■ What needs to be done: What's needed is a word-for-word retyping of the entries below, pictures omitted.

■ Data supplied:
● ● ● ● ●

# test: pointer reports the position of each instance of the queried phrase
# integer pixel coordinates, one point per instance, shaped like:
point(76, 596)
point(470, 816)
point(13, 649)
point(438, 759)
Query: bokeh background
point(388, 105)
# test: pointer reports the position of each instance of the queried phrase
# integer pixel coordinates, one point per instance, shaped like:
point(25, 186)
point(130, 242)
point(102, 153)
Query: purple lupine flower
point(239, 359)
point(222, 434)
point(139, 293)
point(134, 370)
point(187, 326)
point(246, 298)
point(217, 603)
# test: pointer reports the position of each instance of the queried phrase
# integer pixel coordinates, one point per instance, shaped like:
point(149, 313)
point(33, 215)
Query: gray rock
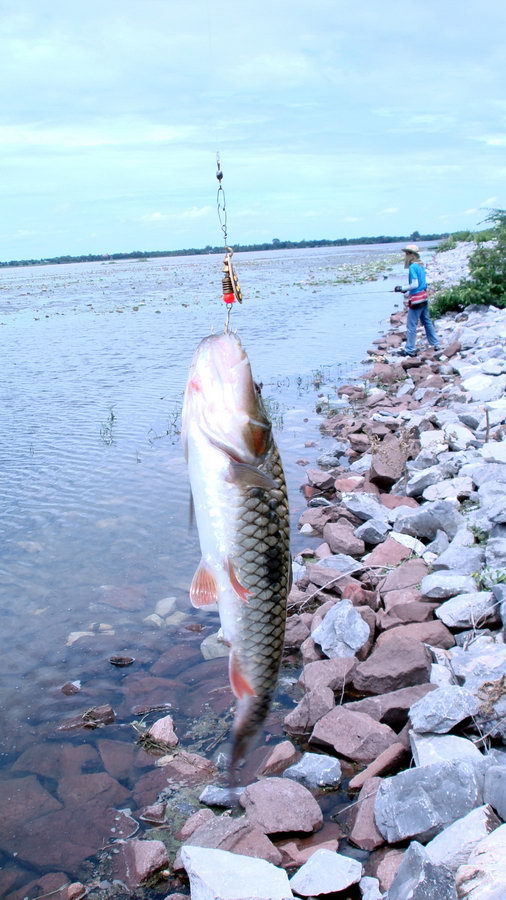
point(364, 506)
point(422, 479)
point(452, 847)
point(221, 875)
point(439, 711)
point(440, 585)
point(373, 532)
point(495, 551)
point(494, 789)
point(419, 878)
point(213, 795)
point(483, 877)
point(472, 610)
point(370, 889)
point(435, 748)
point(440, 515)
point(419, 803)
point(326, 872)
point(342, 632)
point(315, 770)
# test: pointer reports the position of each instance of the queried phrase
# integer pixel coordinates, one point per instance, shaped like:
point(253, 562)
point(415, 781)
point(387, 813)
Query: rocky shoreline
point(396, 627)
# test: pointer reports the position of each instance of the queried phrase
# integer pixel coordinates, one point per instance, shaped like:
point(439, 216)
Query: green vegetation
point(487, 266)
point(275, 244)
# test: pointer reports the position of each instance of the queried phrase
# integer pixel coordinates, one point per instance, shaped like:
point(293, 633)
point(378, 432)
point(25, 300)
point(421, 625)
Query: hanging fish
point(241, 510)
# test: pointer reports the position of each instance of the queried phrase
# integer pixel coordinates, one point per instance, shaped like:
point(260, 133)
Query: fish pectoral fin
point(249, 476)
point(238, 588)
point(203, 589)
point(238, 681)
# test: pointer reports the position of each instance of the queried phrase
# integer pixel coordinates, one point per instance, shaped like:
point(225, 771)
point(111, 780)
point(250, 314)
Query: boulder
point(281, 805)
point(434, 748)
point(363, 832)
point(229, 876)
point(401, 662)
point(441, 585)
point(469, 610)
point(419, 878)
point(441, 710)
point(419, 803)
point(326, 873)
point(484, 874)
point(391, 708)
point(342, 632)
point(315, 770)
point(136, 861)
point(354, 735)
point(341, 538)
point(453, 846)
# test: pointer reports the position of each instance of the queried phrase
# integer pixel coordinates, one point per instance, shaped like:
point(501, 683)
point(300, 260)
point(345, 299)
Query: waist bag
point(418, 299)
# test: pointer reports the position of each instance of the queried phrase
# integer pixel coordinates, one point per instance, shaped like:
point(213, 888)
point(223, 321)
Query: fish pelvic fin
point(247, 475)
point(203, 589)
point(238, 680)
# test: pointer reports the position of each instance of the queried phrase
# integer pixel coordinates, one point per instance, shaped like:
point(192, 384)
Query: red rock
point(389, 553)
point(408, 574)
point(136, 861)
point(117, 757)
point(52, 760)
point(235, 835)
point(52, 884)
point(452, 348)
point(74, 790)
point(155, 814)
point(281, 805)
point(354, 735)
point(201, 817)
point(163, 732)
point(401, 662)
point(364, 833)
point(405, 596)
point(391, 708)
point(279, 758)
point(383, 865)
point(309, 710)
point(349, 483)
point(296, 631)
point(341, 539)
point(335, 674)
point(434, 633)
point(392, 501)
point(385, 762)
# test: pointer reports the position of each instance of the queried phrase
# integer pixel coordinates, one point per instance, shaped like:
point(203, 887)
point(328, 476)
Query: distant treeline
point(275, 244)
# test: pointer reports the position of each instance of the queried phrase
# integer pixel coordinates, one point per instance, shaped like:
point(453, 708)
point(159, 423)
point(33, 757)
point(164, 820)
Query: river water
point(94, 503)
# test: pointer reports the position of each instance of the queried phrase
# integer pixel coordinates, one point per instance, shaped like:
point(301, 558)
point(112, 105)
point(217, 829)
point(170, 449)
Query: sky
point(332, 119)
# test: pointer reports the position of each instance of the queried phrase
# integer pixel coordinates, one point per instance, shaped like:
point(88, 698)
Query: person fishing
point(417, 301)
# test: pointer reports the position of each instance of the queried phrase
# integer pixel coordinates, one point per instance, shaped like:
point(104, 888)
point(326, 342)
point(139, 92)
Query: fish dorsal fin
point(249, 476)
point(238, 588)
point(203, 589)
point(238, 681)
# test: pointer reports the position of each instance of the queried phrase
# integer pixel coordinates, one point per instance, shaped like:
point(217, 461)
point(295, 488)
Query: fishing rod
point(230, 282)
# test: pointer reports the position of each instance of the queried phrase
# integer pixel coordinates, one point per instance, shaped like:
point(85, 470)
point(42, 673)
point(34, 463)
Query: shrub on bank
point(486, 284)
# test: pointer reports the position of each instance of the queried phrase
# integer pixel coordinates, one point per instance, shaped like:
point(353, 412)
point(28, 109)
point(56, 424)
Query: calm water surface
point(94, 493)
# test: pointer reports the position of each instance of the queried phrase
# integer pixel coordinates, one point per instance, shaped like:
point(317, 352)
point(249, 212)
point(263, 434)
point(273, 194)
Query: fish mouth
point(226, 401)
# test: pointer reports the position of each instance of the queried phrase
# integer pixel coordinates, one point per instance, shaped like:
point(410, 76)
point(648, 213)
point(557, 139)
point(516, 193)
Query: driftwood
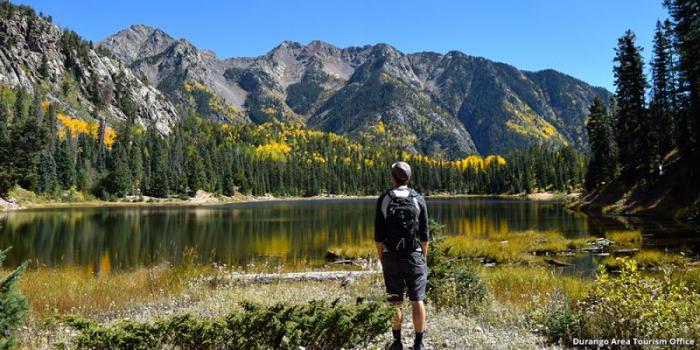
point(345, 276)
point(555, 262)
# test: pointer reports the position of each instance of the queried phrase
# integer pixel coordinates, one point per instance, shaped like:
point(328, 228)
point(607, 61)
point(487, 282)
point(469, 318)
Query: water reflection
point(105, 239)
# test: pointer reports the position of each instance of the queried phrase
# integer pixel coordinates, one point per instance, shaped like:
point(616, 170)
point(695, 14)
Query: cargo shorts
point(405, 274)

● ● ● ● ●

■ Solution for this task:
# test: pointer reports the position of each instance of the queried phrase
# integer pixel coordinates, one point per instance, shaped like:
point(76, 596)
point(470, 816)
point(13, 649)
point(438, 759)
Query: bokeh background
point(388, 105)
# test: pointer reports the position of each instance of the queried phrase
# integer pixel coordinates, one point per instance, shaped like:
point(25, 186)
point(130, 242)
point(102, 153)
Query: purple lupine flower
point(239, 359)
point(222, 434)
point(139, 293)
point(134, 370)
point(187, 326)
point(246, 298)
point(217, 603)
# test: pointer reports the position of each instance of the queried phrase
# integer pixel coordinates, one point per instance, shaped like:
point(149, 313)
point(33, 215)
Query: gray rock
point(364, 506)
point(422, 479)
point(452, 847)
point(221, 875)
point(439, 711)
point(440, 585)
point(373, 532)
point(495, 551)
point(494, 789)
point(419, 878)
point(213, 795)
point(483, 877)
point(472, 610)
point(370, 889)
point(435, 748)
point(440, 515)
point(419, 803)
point(326, 872)
point(342, 632)
point(315, 770)
# test: pointer reports the position of each instance of the queried phrase
# integer pixel coordinates, one point per instance, shaped like:
point(253, 562)
point(415, 781)
point(387, 813)
Query: rocky shoreline
point(396, 627)
# test: pointer reports the position of each instance of the queried phrase
# integer pixel coordinates, one point per instance, shaped like:
point(439, 216)
Query: green vegetation
point(487, 266)
point(275, 244)
# test: pointer reports the position of each instance of the queried phrase
# integer pixel coordinates, one point per instance, shaped like:
point(293, 633)
point(378, 432)
point(25, 300)
point(421, 625)
Query: hanging fish
point(241, 510)
# test: pointer reports the position of each instance of the queried phrase
# integer pixel coordinates, one point per instance, shaped like:
point(260, 133)
Query: fish pectoral fin
point(249, 476)
point(238, 588)
point(203, 589)
point(238, 681)
# test: pointer reports the position of each instance of the queried phrase
# integer pixel coordinates, one point per instance, shaped like:
point(225, 771)
point(111, 780)
point(250, 314)
Query: boulder
point(281, 805)
point(434, 748)
point(363, 832)
point(229, 876)
point(401, 662)
point(441, 585)
point(469, 610)
point(419, 878)
point(441, 710)
point(419, 803)
point(326, 873)
point(484, 874)
point(391, 708)
point(342, 632)
point(315, 770)
point(136, 861)
point(354, 735)
point(341, 538)
point(453, 846)
# test: pointer reports the position of each instance of the queried phrase
# integer pixel coordinates, one point per instance, shaped like:
point(501, 683)
point(300, 260)
point(345, 299)
Query: waist bag
point(418, 299)
# test: pointer reports the position of each instance of the queried phrase
# integer pixel coordinates, one point per instance, shaped like:
point(213, 888)
point(223, 321)
Query: fish pelvic fin
point(247, 475)
point(203, 589)
point(238, 680)
# test: pointer reports the position of each instance of the queried phrase
# integer pixel coordinates, one point per instance, shaped like:
point(192, 384)
Query: red rock
point(389, 553)
point(408, 574)
point(136, 861)
point(117, 757)
point(52, 760)
point(235, 835)
point(52, 884)
point(452, 348)
point(74, 790)
point(155, 814)
point(281, 805)
point(354, 735)
point(201, 817)
point(163, 732)
point(401, 662)
point(364, 833)
point(405, 596)
point(391, 708)
point(279, 758)
point(383, 865)
point(309, 710)
point(349, 483)
point(296, 631)
point(341, 539)
point(335, 674)
point(434, 633)
point(392, 501)
point(385, 762)
# test: pointer reports the position of each instance of the queried phrase
# integer pixel coordinates, one point per instance, shaped like:
point(203, 887)
point(328, 476)
Query: distant treeline
point(275, 244)
# test: pointer reports the position of each instance of the queried phrase
# integer pixel coordinates, one point per instance, shaped like:
point(453, 708)
point(159, 423)
point(33, 757)
point(164, 820)
Query: river water
point(94, 503)
# test: pointer reports the position of each instance of the queried phrase
# integer pixel coordinates, one point per instance, shaped like:
point(301, 558)
point(112, 105)
point(217, 829)
point(170, 449)
Query: sky
point(332, 119)
# test: pointer reports the position of each instance of the queried phrase
# integer pixel coordinates, one point per instance, shaped like:
point(88, 698)
Query: person fishing
point(417, 301)
# test: pointer reports the position of each instance of the queried phrase
# integer pixel coordinates, one point per instance, shaped like:
point(104, 888)
point(326, 342)
point(139, 92)
Query: fish dorsal fin
point(249, 476)
point(238, 588)
point(203, 589)
point(238, 681)
# test: pointer reports the position of each instance of the queried phrase
# integer pixel coordinates, one point per instance, shaped like:
point(217, 461)
point(295, 488)
Query: fishing rod
point(230, 282)
# test: pointer reports the position of each instance of the queried phrase
# integer pixel coordinates, one point per instance, shaped like:
point(85, 470)
point(42, 673)
point(34, 463)
Query: shrub on bank
point(486, 284)
# test: pointer reports the position of each instance of the queried phrase
# integer pixel coordinates, one point per instance, shaped like:
point(353, 412)
point(28, 109)
point(56, 424)
Query: calm water surface
point(94, 493)
# test: pointer reports the position of each instance of the queried phrase
# integer pixel coordinates, one point per instance, shaped like:
point(317, 352)
point(249, 212)
point(263, 434)
point(273, 194)
Query: fish mouth
point(226, 401)
# test: pointer reports the position of each instance of the queried phrase
# integer pixel coordinates, one point per instance, shaped like:
point(410, 76)
point(648, 213)
point(557, 139)
point(516, 193)
Query: driftwood
point(345, 276)
point(555, 262)
# test: pointer reports the position of each instance of the queried phrase
# integer pixel coordinates, one point per instance, shaped like:
point(328, 228)
point(607, 61)
point(487, 282)
point(469, 318)
Query: water reflection
point(105, 239)
# test: pointer reports the position of each instance of the queried phrase
# integer pixel coordinates, one point per instance, shaped like:
point(616, 170)
point(695, 14)
Query: cargo shorts
point(405, 274)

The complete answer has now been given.